**SELECTED EXCERPT**
____

[guided]We need to know that the bad set — points where the maximal function of $|\nabla u|$ is large — has small capacity. This is the Sobolev–Markov inequality at the level of capacity.
The key bound is
\begin{align*}
\operatorname{Cap}_p\big(\{M^* f > \lambda\}\big) \le C_n\, \lambda^{-p}\, \|f\|_{L^p}^p, \quad \text{for } f \in L^p, \lambda > 0.
\end{align*}
We sketch the derivation. The non-centred maximal function $M^* f$ is comparable to the *fractional maximal function* $M_1 f$ at scale $1$, but more directly: the Riesz potential $I_1 f(x) = c_n \int |x - y|^{1 - n} f(y)\, d\mathcal{L}^n(y)$ pointwise dominates a positive multiple of $M^* f$ minus a benign term, and $\nabla I_1 f$ is the Riesz transform / $\nabla(-\Delta)^{-1/2} f$, an $L^p$-bounded operator for $1 < p < \infty$.

____

**Source data**

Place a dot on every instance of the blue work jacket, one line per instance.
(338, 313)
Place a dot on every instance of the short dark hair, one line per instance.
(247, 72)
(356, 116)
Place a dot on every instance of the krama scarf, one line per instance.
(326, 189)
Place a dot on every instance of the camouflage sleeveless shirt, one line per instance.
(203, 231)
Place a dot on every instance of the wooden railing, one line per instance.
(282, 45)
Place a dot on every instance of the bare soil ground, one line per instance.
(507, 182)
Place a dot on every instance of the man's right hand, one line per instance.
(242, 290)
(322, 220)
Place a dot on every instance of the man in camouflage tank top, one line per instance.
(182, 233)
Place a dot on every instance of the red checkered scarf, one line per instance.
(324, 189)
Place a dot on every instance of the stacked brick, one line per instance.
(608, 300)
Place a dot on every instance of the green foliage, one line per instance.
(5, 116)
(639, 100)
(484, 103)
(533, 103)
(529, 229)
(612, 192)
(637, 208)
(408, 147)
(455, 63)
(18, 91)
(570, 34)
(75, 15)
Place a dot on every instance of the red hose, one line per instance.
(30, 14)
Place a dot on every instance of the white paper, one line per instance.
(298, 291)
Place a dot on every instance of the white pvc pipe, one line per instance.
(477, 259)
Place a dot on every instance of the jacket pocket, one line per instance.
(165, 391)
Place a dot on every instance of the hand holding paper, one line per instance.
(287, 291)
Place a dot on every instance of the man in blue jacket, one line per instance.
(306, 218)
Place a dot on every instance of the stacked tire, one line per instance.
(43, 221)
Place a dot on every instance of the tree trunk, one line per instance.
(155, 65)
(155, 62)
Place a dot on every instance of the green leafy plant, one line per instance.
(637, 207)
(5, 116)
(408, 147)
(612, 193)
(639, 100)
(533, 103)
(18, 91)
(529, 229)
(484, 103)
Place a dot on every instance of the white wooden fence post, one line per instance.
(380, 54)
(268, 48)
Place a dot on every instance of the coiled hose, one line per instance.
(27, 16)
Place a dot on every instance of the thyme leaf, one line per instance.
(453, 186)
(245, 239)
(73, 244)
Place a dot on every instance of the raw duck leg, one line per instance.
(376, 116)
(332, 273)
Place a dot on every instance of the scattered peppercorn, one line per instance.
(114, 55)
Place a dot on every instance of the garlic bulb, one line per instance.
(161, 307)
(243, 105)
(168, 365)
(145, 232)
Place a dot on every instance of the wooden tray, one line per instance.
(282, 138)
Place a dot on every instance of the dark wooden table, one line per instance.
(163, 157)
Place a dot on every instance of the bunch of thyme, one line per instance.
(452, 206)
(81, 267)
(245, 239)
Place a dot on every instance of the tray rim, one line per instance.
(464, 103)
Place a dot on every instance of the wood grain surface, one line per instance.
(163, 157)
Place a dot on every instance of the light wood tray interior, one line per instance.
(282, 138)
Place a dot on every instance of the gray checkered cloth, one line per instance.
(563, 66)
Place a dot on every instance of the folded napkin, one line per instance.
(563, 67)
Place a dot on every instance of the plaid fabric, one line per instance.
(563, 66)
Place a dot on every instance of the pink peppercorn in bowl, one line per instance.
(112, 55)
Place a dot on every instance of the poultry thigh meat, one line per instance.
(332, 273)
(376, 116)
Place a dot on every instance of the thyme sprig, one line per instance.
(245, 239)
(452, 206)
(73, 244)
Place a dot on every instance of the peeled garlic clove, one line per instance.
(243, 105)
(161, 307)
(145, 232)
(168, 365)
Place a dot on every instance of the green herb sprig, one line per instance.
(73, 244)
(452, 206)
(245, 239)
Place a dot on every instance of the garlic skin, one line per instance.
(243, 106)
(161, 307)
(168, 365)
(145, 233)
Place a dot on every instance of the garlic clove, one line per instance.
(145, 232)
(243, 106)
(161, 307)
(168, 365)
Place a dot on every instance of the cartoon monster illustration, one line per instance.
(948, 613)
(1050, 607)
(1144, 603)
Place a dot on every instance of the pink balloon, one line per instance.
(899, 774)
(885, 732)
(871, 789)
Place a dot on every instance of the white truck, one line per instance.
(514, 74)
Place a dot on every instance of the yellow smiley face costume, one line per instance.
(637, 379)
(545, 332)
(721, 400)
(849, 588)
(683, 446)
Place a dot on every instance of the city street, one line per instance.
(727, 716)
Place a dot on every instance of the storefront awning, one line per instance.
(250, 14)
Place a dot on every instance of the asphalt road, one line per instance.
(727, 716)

____

**EXERCISE TASK 1**
According to the capacity excerpt, for what range of $p$ is $\nabla I_1 f$ an $L^p$-bounded operator?
**EXERCISE TASK 2**
Duplicate the capacity excerpt from "The key bound" to "L^p, \lambda > 0.".
The source data is material separate from the capacity excerpt.

**TASK RESULT 1**
For $1 < p < \infty$.

**TASK RESULT 2**
The key bound is
\begin{align*}
\operatorname{Cap}_p\big(\{M^* f > \lambda\}\big) \le C_n\, \lambda^{-p}\, \|f\|_{L^p}^p, \quad \text{for } f \in L^p, \lambda > 0.